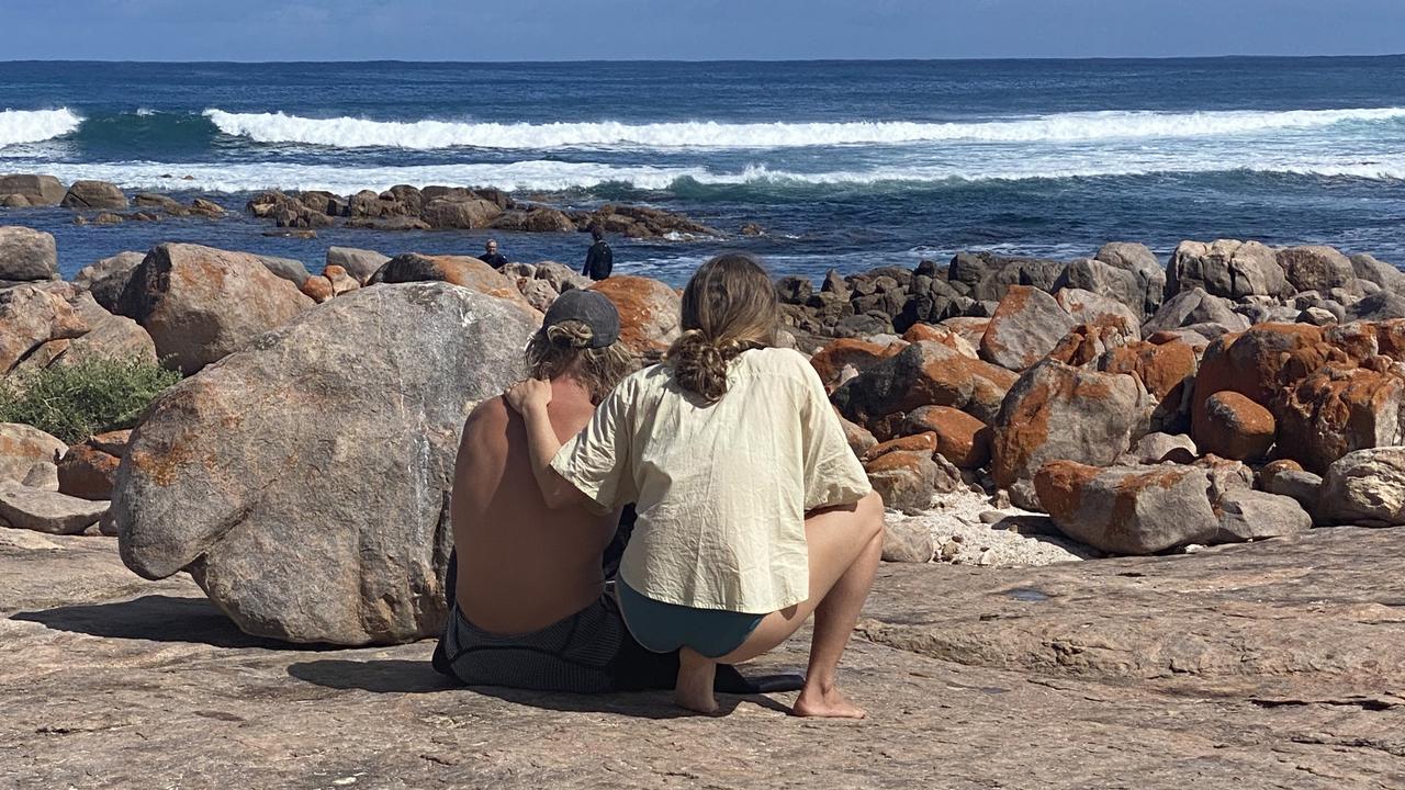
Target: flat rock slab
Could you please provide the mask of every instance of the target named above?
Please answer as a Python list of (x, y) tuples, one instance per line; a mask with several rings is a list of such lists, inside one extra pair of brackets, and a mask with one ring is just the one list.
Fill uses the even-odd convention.
[[(32, 536), (52, 545), (11, 541), (7, 550), (7, 534), (0, 531), (3, 787), (1405, 786), (1405, 700), (1388, 693), (1399, 693), (1398, 678), (1370, 694), (1319, 683), (1201, 693), (1127, 676), (969, 666), (854, 640), (843, 682), (868, 707), (865, 721), (790, 718), (781, 707), (791, 694), (722, 696), (725, 717), (680, 717), (666, 693), (454, 687), (429, 666), (433, 642), (289, 649), (242, 634), (184, 576), (149, 583), (111, 575), (119, 564), (107, 538)], [(1342, 547), (1359, 540), (1328, 537)], [(1099, 595), (1100, 585), (1131, 579), (1118, 576), (1130, 568), (1180, 579), (1183, 595), (1193, 595), (1210, 586), (1207, 568), (1257, 574), (1255, 564), (1280, 547), (1242, 548), (1260, 552), (1242, 551), (1228, 565), (1229, 552), (1040, 571), (885, 566), (870, 623), (974, 619), (985, 609), (971, 607), (992, 590), (1040, 574), (1069, 588), (1086, 579), (1083, 610), (1113, 617), (1125, 590)], [(1374, 551), (1360, 552), (1360, 565), (1384, 575)], [(60, 559), (70, 576), (52, 575)], [(1156, 562), (1176, 571), (1149, 571)], [(49, 589), (15, 588), (17, 575)], [(1297, 603), (1280, 604), (1281, 620), (1291, 624), (1321, 597), (1394, 595), (1368, 590), (1377, 581), (1374, 572), (1360, 582), (1328, 572), (1321, 582), (1336, 586), (1302, 595), (1312, 585), (1290, 579), (1281, 597)], [(143, 588), (133, 593), (132, 583)], [(1232, 579), (1221, 588), (1208, 595), (1234, 597)], [(1274, 590), (1263, 581), (1242, 599)], [(1138, 599), (1144, 616), (1179, 627), (1183, 602), (1170, 597), (1158, 610), (1154, 597)], [(1375, 628), (1352, 623), (1354, 638)], [(754, 671), (802, 666), (804, 648), (805, 640), (792, 640)]]
[(56, 491), (0, 482), (0, 524), (60, 536), (79, 534), (107, 513), (107, 502), (90, 502)]

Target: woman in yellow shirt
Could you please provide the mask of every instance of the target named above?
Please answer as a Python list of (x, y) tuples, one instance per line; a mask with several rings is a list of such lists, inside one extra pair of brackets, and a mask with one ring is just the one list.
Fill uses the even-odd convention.
[(717, 711), (717, 662), (762, 655), (815, 613), (794, 713), (863, 717), (836, 672), (882, 552), (882, 500), (815, 370), (774, 347), (780, 306), (760, 264), (705, 263), (681, 325), (665, 363), (621, 381), (565, 446), (549, 385), (509, 392), (547, 503), (635, 503), (620, 609), (641, 644), (680, 649), (680, 706)]

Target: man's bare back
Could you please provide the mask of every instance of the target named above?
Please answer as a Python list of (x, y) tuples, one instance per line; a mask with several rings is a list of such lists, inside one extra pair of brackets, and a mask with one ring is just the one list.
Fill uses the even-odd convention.
[[(569, 377), (552, 382), (551, 423), (562, 441), (593, 413), (583, 387)], [(618, 516), (547, 507), (521, 416), (502, 398), (481, 403), (464, 425), (452, 516), (458, 607), (479, 628), (535, 631), (603, 593), (600, 555)]]

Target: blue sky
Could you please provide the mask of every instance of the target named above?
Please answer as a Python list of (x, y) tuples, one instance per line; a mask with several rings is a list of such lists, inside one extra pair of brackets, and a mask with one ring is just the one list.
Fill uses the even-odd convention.
[(4, 59), (582, 60), (1405, 52), (1405, 0), (0, 0)]

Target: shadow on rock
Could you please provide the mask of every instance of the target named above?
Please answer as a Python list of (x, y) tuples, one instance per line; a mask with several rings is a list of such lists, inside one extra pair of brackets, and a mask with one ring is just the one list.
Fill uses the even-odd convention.
[(148, 595), (117, 603), (21, 611), (14, 614), (11, 620), (41, 623), (56, 631), (115, 640), (201, 642), (216, 648), (316, 649), (319, 647), (250, 637), (240, 631), (229, 617), (225, 617), (225, 613), (214, 603), (202, 597)]
[[(500, 686), (462, 686), (434, 671), (427, 661), (305, 661), (288, 666), (288, 675), (329, 689), (361, 689), (378, 694), (426, 694), (462, 690), (506, 703), (563, 713), (613, 713), (634, 718), (683, 718), (697, 715), (673, 704), (672, 692), (615, 692), (606, 694), (570, 694), (562, 692), (532, 692)], [(790, 713), (790, 708), (760, 694), (718, 694), (721, 714), (736, 710), (742, 701), (764, 708)]]

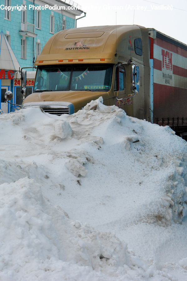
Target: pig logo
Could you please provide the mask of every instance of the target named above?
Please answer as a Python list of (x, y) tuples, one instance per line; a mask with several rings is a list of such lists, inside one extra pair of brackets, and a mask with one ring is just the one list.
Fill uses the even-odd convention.
[(77, 46), (78, 47), (85, 47), (86, 45), (84, 45), (82, 43), (83, 40), (83, 39), (80, 39), (79, 41), (75, 42), (75, 46)]

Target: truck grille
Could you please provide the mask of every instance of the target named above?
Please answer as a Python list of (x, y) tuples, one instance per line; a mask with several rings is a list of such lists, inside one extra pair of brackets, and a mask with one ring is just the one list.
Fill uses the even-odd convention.
[(69, 114), (69, 108), (42, 108), (45, 112), (60, 116), (62, 114)]

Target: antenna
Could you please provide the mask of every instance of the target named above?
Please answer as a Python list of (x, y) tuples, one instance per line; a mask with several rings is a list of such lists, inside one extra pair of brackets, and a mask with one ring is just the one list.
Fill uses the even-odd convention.
[[(134, 14), (135, 13), (135, 9), (134, 10), (134, 15), (133, 15), (133, 22), (132, 23), (132, 39), (133, 36), (133, 31), (134, 30)], [(130, 58), (128, 62), (131, 62), (131, 48), (130, 50)]]
[(116, 53), (115, 57), (117, 56), (117, 12), (116, 12)]

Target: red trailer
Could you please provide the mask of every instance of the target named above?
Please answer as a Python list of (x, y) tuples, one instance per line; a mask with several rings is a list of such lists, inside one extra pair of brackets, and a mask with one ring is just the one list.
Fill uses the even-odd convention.
[(187, 45), (149, 29), (150, 120), (187, 136)]

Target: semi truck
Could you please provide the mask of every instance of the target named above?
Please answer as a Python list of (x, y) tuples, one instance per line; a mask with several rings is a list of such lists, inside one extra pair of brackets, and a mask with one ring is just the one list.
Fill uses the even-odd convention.
[(187, 135), (187, 45), (138, 25), (69, 29), (37, 56), (33, 93), (22, 108), (76, 112), (102, 96), (129, 116)]

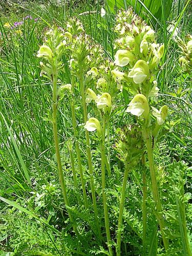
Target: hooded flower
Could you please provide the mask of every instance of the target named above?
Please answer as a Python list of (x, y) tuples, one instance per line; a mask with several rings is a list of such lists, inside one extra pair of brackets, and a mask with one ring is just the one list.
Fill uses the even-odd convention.
[(140, 116), (142, 115), (145, 119), (147, 118), (149, 107), (147, 99), (143, 94), (137, 94), (128, 105), (126, 112)]
[(150, 69), (146, 61), (138, 60), (133, 68), (129, 73), (128, 76), (133, 79), (135, 83), (143, 82), (150, 75)]
[(95, 77), (98, 76), (98, 72), (97, 68), (93, 67), (91, 70), (88, 72), (88, 75), (92, 76), (93, 77)]
[(134, 55), (127, 50), (118, 50), (115, 56), (115, 64), (119, 67), (124, 67), (134, 59)]
[(53, 52), (51, 48), (45, 45), (42, 45), (38, 51), (37, 57), (38, 58), (44, 58), (45, 59), (52, 59), (53, 57)]
[(158, 92), (159, 91), (159, 89), (157, 87), (157, 81), (155, 80), (155, 81), (153, 81), (153, 83), (154, 83), (154, 87), (153, 87), (152, 89), (151, 90), (150, 94), (148, 96), (158, 96)]
[(153, 115), (157, 118), (157, 121), (159, 125), (163, 124), (168, 114), (168, 107), (166, 105), (162, 106), (159, 111), (155, 108), (152, 106), (153, 110)]
[(97, 88), (104, 88), (106, 84), (106, 80), (104, 78), (99, 78), (97, 82)]
[(111, 97), (110, 94), (108, 93), (104, 93), (98, 97), (97, 101), (97, 107), (98, 109), (103, 110), (104, 112), (108, 111), (110, 112), (111, 106)]
[(190, 41), (187, 42), (187, 50), (189, 54), (192, 53), (192, 40), (190, 40)]
[(140, 45), (140, 51), (141, 53), (143, 53), (145, 55), (148, 53), (148, 42), (146, 39), (144, 39), (141, 41)]
[(97, 96), (93, 91), (93, 90), (88, 88), (87, 91), (87, 97), (86, 102), (87, 104), (89, 104), (92, 100), (96, 100), (97, 99)]
[(84, 126), (88, 132), (94, 132), (97, 130), (98, 136), (101, 135), (101, 127), (99, 121), (95, 117), (91, 117), (88, 121), (86, 122), (86, 125)]
[(124, 79), (125, 75), (124, 72), (121, 72), (118, 70), (114, 70), (111, 71), (111, 73), (114, 79), (119, 83), (121, 83), (121, 80), (123, 80)]
[(126, 46), (130, 47), (130, 48), (133, 47), (133, 44), (134, 43), (135, 39), (132, 36), (127, 36), (125, 37), (125, 43)]

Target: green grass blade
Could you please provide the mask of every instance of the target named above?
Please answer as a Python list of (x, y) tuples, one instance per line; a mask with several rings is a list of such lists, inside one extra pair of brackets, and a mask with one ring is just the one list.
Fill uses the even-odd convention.
[(18, 158), (19, 159), (19, 161), (20, 162), (20, 165), (22, 165), (22, 167), (23, 168), (23, 170), (24, 171), (24, 175), (25, 175), (25, 178), (26, 179), (26, 180), (29, 182), (29, 183), (30, 184), (31, 184), (31, 180), (30, 180), (30, 178), (29, 177), (29, 173), (28, 173), (28, 169), (27, 168), (27, 167), (24, 162), (24, 160), (23, 159), (23, 158), (22, 158), (22, 156), (21, 155), (21, 154), (20, 154), (20, 152), (18, 148), (18, 146), (17, 146), (17, 145), (16, 144), (16, 141), (15, 141), (15, 140), (13, 137), (13, 135), (10, 130), (10, 129), (9, 129), (9, 125), (5, 118), (5, 117), (3, 115), (2, 113), (2, 112), (0, 112), (1, 113), (1, 114), (2, 115), (2, 117), (4, 120), (4, 122), (5, 122), (5, 123), (7, 126), (7, 129), (8, 131), (8, 132), (9, 132), (9, 135), (11, 137), (11, 141), (13, 143), (13, 146), (14, 146), (14, 148), (15, 150), (15, 152), (16, 152), (16, 153), (17, 154), (17, 156), (18, 157)]

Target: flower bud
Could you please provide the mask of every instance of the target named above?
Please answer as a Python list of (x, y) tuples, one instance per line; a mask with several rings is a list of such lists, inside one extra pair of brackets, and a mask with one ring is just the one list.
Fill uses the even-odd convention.
[(155, 40), (155, 31), (150, 28), (144, 35), (144, 38), (150, 39), (152, 41), (154, 41)]
[(143, 94), (137, 94), (128, 105), (129, 106), (126, 112), (130, 112), (132, 115), (147, 119), (150, 111), (148, 101)]
[(158, 92), (159, 91), (159, 89), (157, 87), (157, 81), (155, 80), (155, 81), (153, 81), (153, 83), (154, 84), (154, 86), (153, 86), (152, 89), (151, 90), (149, 96), (158, 96)]
[(143, 82), (150, 75), (150, 69), (146, 61), (138, 60), (128, 74), (129, 77), (133, 79), (135, 83)]
[(141, 41), (140, 45), (140, 51), (141, 53), (143, 53), (145, 55), (148, 53), (148, 42), (146, 39), (144, 39)]
[(115, 64), (119, 67), (124, 67), (132, 62), (134, 56), (127, 50), (118, 50), (115, 56)]
[(53, 52), (49, 46), (44, 45), (40, 47), (37, 57), (44, 58), (47, 59), (52, 59), (53, 58)]
[(157, 50), (157, 54), (160, 59), (161, 59), (163, 55), (164, 50), (164, 44), (162, 45), (160, 47), (159, 47)]
[(65, 92), (69, 91), (71, 92), (72, 86), (71, 83), (67, 83), (66, 84), (62, 84), (57, 91), (57, 95), (59, 97), (60, 100), (61, 100), (64, 97)]
[(190, 54), (191, 53), (192, 53), (192, 40), (190, 40), (190, 41), (187, 42), (187, 50), (188, 54)]
[(121, 80), (123, 80), (124, 79), (124, 76), (125, 75), (124, 72), (121, 72), (118, 70), (112, 70), (111, 73), (114, 79), (119, 83), (120, 83)]
[(84, 128), (88, 131), (88, 132), (94, 132), (97, 130), (98, 137), (102, 135), (101, 127), (99, 121), (95, 117), (91, 117), (88, 121), (86, 122)]
[(127, 36), (125, 37), (125, 43), (127, 47), (130, 48), (133, 47), (135, 39), (132, 36)]
[(101, 88), (104, 88), (106, 84), (106, 81), (104, 78), (99, 78), (97, 82), (97, 89)]
[(73, 36), (72, 36), (72, 34), (70, 32), (68, 32), (68, 31), (64, 33), (64, 35), (65, 36), (66, 36), (66, 37), (67, 37), (68, 38), (69, 38), (70, 41), (72, 40)]
[(162, 106), (159, 111), (155, 108), (152, 106), (153, 115), (157, 118), (159, 125), (161, 125), (164, 122), (168, 114), (168, 107), (166, 105)]
[(93, 77), (96, 77), (98, 75), (98, 72), (97, 68), (93, 67), (91, 70), (88, 72), (88, 75), (91, 75)]
[(97, 101), (97, 107), (102, 109), (104, 113), (110, 112), (112, 106), (111, 97), (108, 93), (103, 93), (98, 97)]
[(97, 96), (93, 91), (93, 90), (90, 88), (88, 88), (87, 91), (87, 97), (86, 99), (86, 102), (87, 104), (89, 104), (92, 100), (96, 100), (97, 99)]

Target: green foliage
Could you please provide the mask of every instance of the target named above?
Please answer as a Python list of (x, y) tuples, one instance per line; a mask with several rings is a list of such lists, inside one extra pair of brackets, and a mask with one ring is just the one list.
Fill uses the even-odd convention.
[[(117, 5), (118, 1), (116, 0), (116, 2)], [(142, 5), (143, 2), (145, 6)], [(190, 204), (191, 175), (190, 167), (182, 161), (190, 163), (191, 159), (191, 78), (190, 75), (184, 74), (181, 69), (178, 61), (180, 50), (177, 43), (169, 37), (170, 33), (167, 32), (166, 27), (169, 23), (174, 24), (177, 20), (178, 35), (184, 40), (191, 28), (189, 21), (190, 8), (183, 9), (186, 4), (184, 1), (173, 1), (172, 9), (169, 7), (172, 1), (167, 1), (166, 5), (164, 1), (143, 2), (137, 1), (136, 6), (134, 5), (137, 13), (144, 19), (150, 20), (153, 24), (157, 22), (161, 25), (159, 29), (157, 27), (157, 41), (164, 41), (166, 52), (162, 59), (162, 68), (158, 71), (156, 77), (158, 87), (162, 92), (158, 97), (157, 108), (160, 109), (159, 103), (159, 105), (167, 104), (169, 107), (167, 121), (164, 129), (159, 131), (159, 137), (156, 141), (154, 159), (166, 226), (165, 232), (169, 240), (170, 248), (166, 253), (163, 250), (161, 235), (155, 218), (158, 213), (154, 208), (147, 160), (146, 252), (148, 255), (154, 256), (188, 255), (192, 216)], [(162, 2), (165, 5), (162, 6)], [(125, 3), (125, 1), (122, 1), (119, 7), (123, 7)], [(110, 1), (108, 3), (109, 5)], [(99, 56), (100, 65), (97, 67), (98, 62), (93, 62), (87, 65), (86, 77), (89, 79), (86, 80), (86, 89), (91, 88), (98, 97), (109, 91), (113, 95), (112, 112), (106, 125), (104, 141), (105, 161), (108, 162), (108, 165), (105, 164), (105, 192), (115, 254), (119, 203), (125, 170), (124, 165), (117, 156), (115, 145), (119, 143), (119, 137), (118, 130), (116, 130), (119, 127), (121, 130), (125, 126), (129, 127), (138, 118), (125, 113), (132, 99), (131, 95), (124, 88), (123, 95), (118, 94), (119, 89), (117, 88), (116, 81), (111, 79), (110, 69), (114, 69), (115, 66), (113, 61), (106, 60), (106, 57), (113, 60), (115, 55), (114, 40), (116, 35), (112, 30), (114, 15), (105, 7), (105, 15), (101, 17), (99, 12), (101, 7), (99, 2), (96, 5), (94, 2), (92, 5), (92, 2), (89, 1), (87, 4), (80, 3), (79, 5), (73, 5), (73, 1), (70, 1), (69, 5), (61, 5), (59, 8), (53, 5), (40, 6), (31, 3), (25, 5), (24, 9), (18, 9), (17, 7), (17, 12), (10, 12), (7, 16), (1, 15), (0, 111), (3, 115), (0, 116), (0, 255), (109, 255), (105, 243), (102, 200), (99, 140), (95, 134), (90, 134), (94, 170), (92, 177), (98, 217), (103, 237), (101, 242), (97, 239), (98, 226), (92, 207), (90, 175), (85, 157), (84, 124), (82, 123), (78, 79), (75, 81), (76, 87), (74, 93), (65, 91), (64, 94), (59, 95), (60, 98), (63, 97), (59, 101), (57, 121), (62, 165), (70, 203), (70, 206), (67, 206), (62, 199), (59, 184), (56, 158), (53, 145), (50, 122), (52, 86), (46, 76), (40, 76), (40, 67), (36, 57), (39, 46), (44, 41), (44, 32), (47, 31), (47, 26), (51, 27), (53, 23), (55, 27), (58, 26), (66, 29), (70, 17), (74, 15), (81, 20), (86, 34), (90, 35), (92, 38), (91, 39), (89, 36), (82, 36), (81, 39), (89, 38), (89, 40), (94, 41), (89, 45), (87, 54), (92, 51), (91, 57), (93, 60), (95, 57), (92, 46), (95, 43), (100, 44), (103, 47), (101, 53), (97, 52), (95, 54)], [(167, 11), (170, 14), (168, 22)], [(4, 27), (6, 23), (10, 22), (13, 25), (15, 21), (23, 20), (24, 17), (30, 15), (33, 19), (24, 19), (24, 24), (18, 28), (10, 30)], [(41, 18), (36, 23), (34, 18), (37, 17)], [(73, 19), (73, 25), (75, 23), (74, 20), (77, 19)], [(75, 26), (73, 29), (77, 32), (78, 27)], [(22, 33), (16, 32), (18, 28)], [(75, 45), (78, 46), (80, 42), (77, 41)], [(62, 57), (63, 72), (59, 74), (58, 88), (62, 88), (63, 85), (71, 82), (71, 70), (69, 63), (71, 50)], [(74, 58), (78, 54), (79, 52), (75, 52), (75, 48)], [(79, 63), (80, 66), (81, 63)], [(96, 67), (99, 77), (89, 77), (87, 71)], [(106, 68), (109, 67), (110, 69)], [(74, 75), (76, 74), (75, 70), (74, 69)], [(124, 69), (123, 72), (125, 71)], [(104, 79), (106, 82), (101, 83), (101, 87), (97, 88), (99, 78)], [(86, 92), (85, 95), (86, 94)], [(72, 128), (70, 105), (72, 98), (74, 99), (77, 137), (74, 136)], [(151, 102), (155, 103), (155, 100), (152, 99)], [(97, 117), (101, 122), (103, 112), (98, 110), (96, 105), (97, 102), (93, 101), (88, 105), (88, 117), (95, 116), (99, 111), (101, 115)], [(155, 118), (152, 117), (152, 121), (155, 123)], [(77, 152), (75, 149), (77, 138), (88, 198), (88, 209), (84, 207)], [(68, 139), (72, 141), (78, 184), (77, 187), (74, 186)], [(139, 145), (140, 147), (140, 144)], [(144, 150), (145, 154), (145, 148)], [(122, 226), (122, 255), (143, 253), (141, 245), (143, 231), (142, 198), (144, 173), (142, 163), (137, 158), (137, 165), (129, 174), (125, 189)], [(28, 174), (31, 184), (26, 182)], [(83, 241), (82, 243), (73, 231), (69, 212), (75, 220)]]
[(173, 0), (168, 0), (166, 2), (158, 0), (106, 0), (106, 3), (112, 11), (116, 8), (124, 8), (127, 9), (127, 7), (132, 6), (136, 13), (142, 18), (146, 19), (146, 14), (147, 17), (151, 16), (151, 22), (155, 24), (159, 24), (163, 11), (165, 12), (163, 13), (164, 17), (167, 19), (173, 2)]

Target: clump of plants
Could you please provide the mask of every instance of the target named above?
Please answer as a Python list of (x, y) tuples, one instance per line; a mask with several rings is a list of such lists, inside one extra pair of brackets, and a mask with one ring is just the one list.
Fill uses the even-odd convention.
[[(56, 227), (50, 216), (48, 222), (43, 219), (57, 234), (47, 232), (46, 243), (56, 239), (50, 252), (55, 247), (58, 255), (191, 255), (187, 164), (174, 162), (162, 170), (154, 157), (169, 112), (159, 100), (157, 78), (164, 44), (131, 8), (117, 13), (114, 32), (114, 61), (75, 18), (63, 28), (47, 29), (36, 55), (52, 93), (48, 119), (57, 165), (52, 164), (63, 201), (55, 219), (58, 223), (61, 216), (62, 224), (67, 223)], [(191, 41), (179, 41), (180, 62), (187, 72)], [(63, 105), (72, 135), (68, 140), (63, 136), (61, 150), (58, 120)], [(58, 197), (55, 186), (44, 186), (36, 211), (51, 192)]]

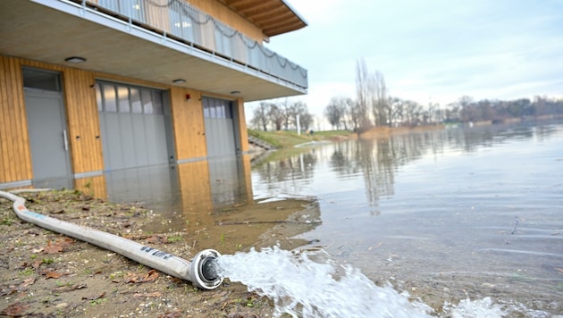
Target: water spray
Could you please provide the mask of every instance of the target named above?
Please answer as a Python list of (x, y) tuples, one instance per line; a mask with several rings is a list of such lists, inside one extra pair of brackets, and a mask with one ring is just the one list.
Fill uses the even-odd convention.
[(189, 280), (202, 289), (214, 289), (223, 283), (223, 277), (215, 272), (215, 263), (221, 254), (214, 249), (200, 251), (190, 262), (117, 235), (31, 212), (25, 207), (25, 199), (13, 193), (0, 191), (0, 197), (13, 201), (13, 212), (29, 223), (115, 252), (171, 276)]

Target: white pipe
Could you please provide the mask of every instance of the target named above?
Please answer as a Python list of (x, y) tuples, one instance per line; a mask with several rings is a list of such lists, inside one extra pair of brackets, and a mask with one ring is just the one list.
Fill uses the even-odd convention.
[(205, 249), (189, 262), (117, 235), (31, 212), (25, 207), (25, 199), (13, 193), (0, 191), (0, 197), (13, 201), (13, 212), (25, 222), (113, 251), (171, 276), (189, 280), (202, 289), (214, 289), (223, 283), (223, 277), (217, 277), (213, 270), (214, 259), (221, 255), (215, 250)]

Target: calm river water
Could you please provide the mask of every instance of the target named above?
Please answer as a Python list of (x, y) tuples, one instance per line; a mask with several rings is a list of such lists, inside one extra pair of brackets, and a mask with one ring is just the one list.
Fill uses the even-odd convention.
[[(318, 198), (299, 236), (437, 305), (491, 297), (563, 314), (563, 123), (315, 144), (252, 168), (256, 198)], [(435, 303), (435, 304), (434, 304)]]

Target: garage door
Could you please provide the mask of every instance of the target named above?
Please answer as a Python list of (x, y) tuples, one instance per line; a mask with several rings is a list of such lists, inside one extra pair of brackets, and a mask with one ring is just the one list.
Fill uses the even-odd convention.
[(236, 155), (239, 149), (232, 101), (203, 97), (207, 156)]
[(97, 82), (105, 171), (168, 163), (163, 92)]

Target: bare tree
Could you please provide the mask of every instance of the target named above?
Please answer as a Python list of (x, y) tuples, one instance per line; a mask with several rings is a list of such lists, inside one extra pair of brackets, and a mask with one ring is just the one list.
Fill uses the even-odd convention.
[(282, 130), (282, 126), (285, 121), (285, 114), (282, 109), (281, 109), (276, 104), (270, 104), (270, 109), (268, 110), (268, 117), (270, 121), (273, 124), (276, 130)]
[(340, 129), (341, 123), (344, 123), (344, 128), (346, 129), (346, 97), (340, 96), (331, 98), (328, 106), (324, 108), (324, 116), (326, 116), (331, 125), (337, 130)]
[(262, 129), (264, 131), (268, 130), (268, 112), (269, 112), (269, 104), (262, 102), (260, 105), (254, 109), (254, 116), (252, 120), (250, 120), (250, 123), (258, 129)]
[(364, 131), (372, 126), (369, 119), (370, 107), (370, 75), (364, 59), (356, 62), (356, 106), (357, 107), (358, 130)]
[(391, 108), (387, 98), (387, 86), (379, 71), (369, 77), (372, 97), (372, 113), (376, 126), (391, 125)]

□ □ □ □

• WHAT TO DO
Rewrite the material from the line containing "Target: antenna" through the line containing "96), (129, 116)]" as a Markdown table with the columns Row and Line. Put each line's number in Row and skip blank lines.

• CORRECT RESULT
| Row | Line |
|---|---|
| 1 | Target: antenna |
| 2 | Could you please provide the mask of every instance of the target named above? |
| 3 | Please answer as a Python list of (x, y) tuples, one instance per line; a mask with several rings is a list of such lists, inside one extra pair of brackets, and a mask with one ring is just the one list. |
| 4 | Fill uses the even-odd convention. |
| 5 | [[(134, 14), (135, 13), (135, 9), (134, 10), (134, 15), (133, 15), (133, 22), (132, 23), (132, 39), (133, 36), (133, 31), (134, 30)], [(130, 58), (128, 62), (131, 62), (131, 48), (130, 50)]] |
| 6 | [(116, 53), (115, 57), (117, 56), (117, 12), (116, 12)] |
| 7 | Target: red trailer |
| 8 | Could you please provide the mask of every instance of the target named above? |
| 9 | Please answer as a Python list of (x, y) tuples, one instance per line; a mask with several rings is a list of such lists, inside one extra pair of brackets, and a mask with one ring is just the one list. |
| 10 | Fill uses the even-odd convention. |
| 11 | [(187, 45), (149, 29), (150, 120), (187, 136)] |
| 12 | Target: semi truck |
| 13 | Could you please provide the mask of every instance of the target named above? |
| 14 | Please answer as a Python list of (x, y) tuples, one instance per line; a mask with several rings is a list of such lists, inside one extra pair of brackets, and a mask with one ring is just the one list. |
| 15 | Fill uses the even-odd convention. |
| 16 | [(187, 135), (187, 45), (138, 25), (69, 29), (37, 56), (33, 93), (22, 108), (76, 112), (102, 96), (129, 116)] |